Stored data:
************

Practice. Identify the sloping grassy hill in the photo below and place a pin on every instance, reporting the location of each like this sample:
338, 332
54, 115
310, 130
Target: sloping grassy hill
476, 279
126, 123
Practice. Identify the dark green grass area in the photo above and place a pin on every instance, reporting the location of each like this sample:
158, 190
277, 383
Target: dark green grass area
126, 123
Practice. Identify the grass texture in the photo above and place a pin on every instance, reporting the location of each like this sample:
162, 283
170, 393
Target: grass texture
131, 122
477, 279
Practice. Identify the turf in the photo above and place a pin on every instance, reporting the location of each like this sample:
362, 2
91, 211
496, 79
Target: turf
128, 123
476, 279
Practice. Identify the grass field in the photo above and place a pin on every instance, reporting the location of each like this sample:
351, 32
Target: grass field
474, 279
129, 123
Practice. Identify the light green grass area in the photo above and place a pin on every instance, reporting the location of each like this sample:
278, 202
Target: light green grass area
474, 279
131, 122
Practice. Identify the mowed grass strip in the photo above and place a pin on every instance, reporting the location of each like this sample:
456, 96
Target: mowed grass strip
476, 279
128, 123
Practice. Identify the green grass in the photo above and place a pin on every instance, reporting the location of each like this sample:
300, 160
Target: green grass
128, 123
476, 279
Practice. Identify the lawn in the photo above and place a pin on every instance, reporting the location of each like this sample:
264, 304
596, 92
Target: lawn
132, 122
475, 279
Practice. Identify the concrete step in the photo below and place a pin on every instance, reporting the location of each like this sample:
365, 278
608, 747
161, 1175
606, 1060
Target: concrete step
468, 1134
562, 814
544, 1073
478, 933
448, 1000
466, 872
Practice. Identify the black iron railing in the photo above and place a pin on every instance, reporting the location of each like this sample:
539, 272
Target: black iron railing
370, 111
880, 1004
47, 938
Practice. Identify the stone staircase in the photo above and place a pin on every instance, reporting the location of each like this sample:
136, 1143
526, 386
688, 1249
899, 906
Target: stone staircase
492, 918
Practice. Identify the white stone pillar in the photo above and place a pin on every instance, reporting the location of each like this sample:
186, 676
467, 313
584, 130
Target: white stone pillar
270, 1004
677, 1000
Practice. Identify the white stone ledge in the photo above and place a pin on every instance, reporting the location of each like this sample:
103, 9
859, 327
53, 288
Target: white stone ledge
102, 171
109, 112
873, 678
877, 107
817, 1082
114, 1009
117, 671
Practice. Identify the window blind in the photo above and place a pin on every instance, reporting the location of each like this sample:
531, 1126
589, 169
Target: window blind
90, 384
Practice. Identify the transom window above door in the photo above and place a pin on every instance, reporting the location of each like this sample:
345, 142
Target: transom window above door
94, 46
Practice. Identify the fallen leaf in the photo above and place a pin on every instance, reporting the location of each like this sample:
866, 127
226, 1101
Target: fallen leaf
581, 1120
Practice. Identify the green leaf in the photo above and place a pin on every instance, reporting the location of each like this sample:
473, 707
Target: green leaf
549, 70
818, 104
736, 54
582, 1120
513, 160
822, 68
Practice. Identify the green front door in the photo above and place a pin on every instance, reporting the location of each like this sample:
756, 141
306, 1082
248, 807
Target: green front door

************

OBJECTIVE:
Swap every "place a pin" in the records for "drop a marker" and reproduce the records with nothing else changed.

IN RESPONSE:
Practice. Identify the sloping grassy hill in the photo below and drop a marker on every instance, reporting the location of each like this sample:
338, 332
54, 115
310, 130
Target: sloping grassy hill
476, 279
126, 123
Practice. Identify the dark green grass area in the photo above and drop a marker on every instance, reporting the location of each like this sample:
158, 190
277, 383
Target: dark green grass area
126, 123
Practice. Identify the grass texture in the photo above and drop a marker on every instance, reporting the location of each like this sample:
162, 283
170, 393
Target: grass texture
131, 122
477, 279
Practice. Identify the turf in the photo above and drop a marker on every instance, reporting the location of each like this sample:
362, 2
91, 211
496, 79
Target: turf
128, 123
476, 279
Practice. Identify the grass field in the photo above and drop a marker on every instance, reporting the location of each like this sample:
351, 32
Target: grass field
474, 279
129, 123
Practice. Identify the light green grass area in the photo above and drop a marker on every instance, reporting the location of each like this sample:
278, 202
Target: light green grass area
474, 279
131, 122
Practice. Identify the mowed grass strip in the photo above and drop a marker on every instance, reporting the location of each like this sample:
456, 96
Target: mowed grass strip
476, 279
128, 123
Practice. Identify the green grass in the photo above and drop a marker on every instance, reporting the location of each like this sample:
300, 160
Target: green grass
128, 123
476, 279
Practice. Identify the lawn in the photo above and drop a marker on every instance, reporting the location of each like this sample:
264, 304
596, 92
Target: lawn
132, 122
475, 279
Practice. Identify the concrete step in the photo below and drop a marker on every instance, reporting the location of each like this sample:
365, 278
608, 747
161, 1175
606, 1060
Target: concrete step
468, 1134
562, 814
544, 1073
478, 933
448, 1000
466, 872
Practice. Identify the black iron railing in the photo above and drop a marker on every instance, reporting the location of each like this sample:
539, 272
Target: black iron railing
370, 111
880, 1004
47, 938
Practice. Identify the stone staircase in the photo above and drop a marker on every instance, reporting the location of each like this sample:
136, 1143
526, 386
688, 1249
899, 906
Target: stone staircase
492, 918
Practice. Identify the white stone pillar in the photo above and drop a marker on every instance, reporting the location of each like this sample:
186, 676
467, 313
584, 130
Target: white stone pillar
270, 1004
677, 1000
Practice. Identify the white stone ledge in the photo above and drop a marker on every instance, reporting the location of each like this sample:
103, 9
859, 327
53, 288
Target: white stone ledge
102, 171
109, 112
873, 678
877, 107
817, 1082
114, 1009
117, 671
Practice. Identify the window blind in the photo above and drop a marker on every instance, reporting the location of each like this sample:
531, 1126
589, 169
Target: window blind
90, 384
Practice. Identify the transom window above door in the photo above and drop a marker on every instance, reporting the location of each like this sample:
345, 142
Target: transom window above door
94, 46
Practice. Identify the fallen leaf in the photo above and drop a marker on every instance, reporting the location of each like this sample:
866, 127
226, 1101
Target: fallen leaf
581, 1120
Practice. Identify the green leaf in the photo above and drop a marker on every instance, reporting the location of each like this sample:
473, 707
Target: green leaf
549, 70
818, 104
736, 54
582, 1120
513, 160
822, 68
Practice. Identify the green front door in the photo above and drop a marker on every instance, reporting the location of each like this sample:
756, 141
306, 1082
248, 807
Target: green front door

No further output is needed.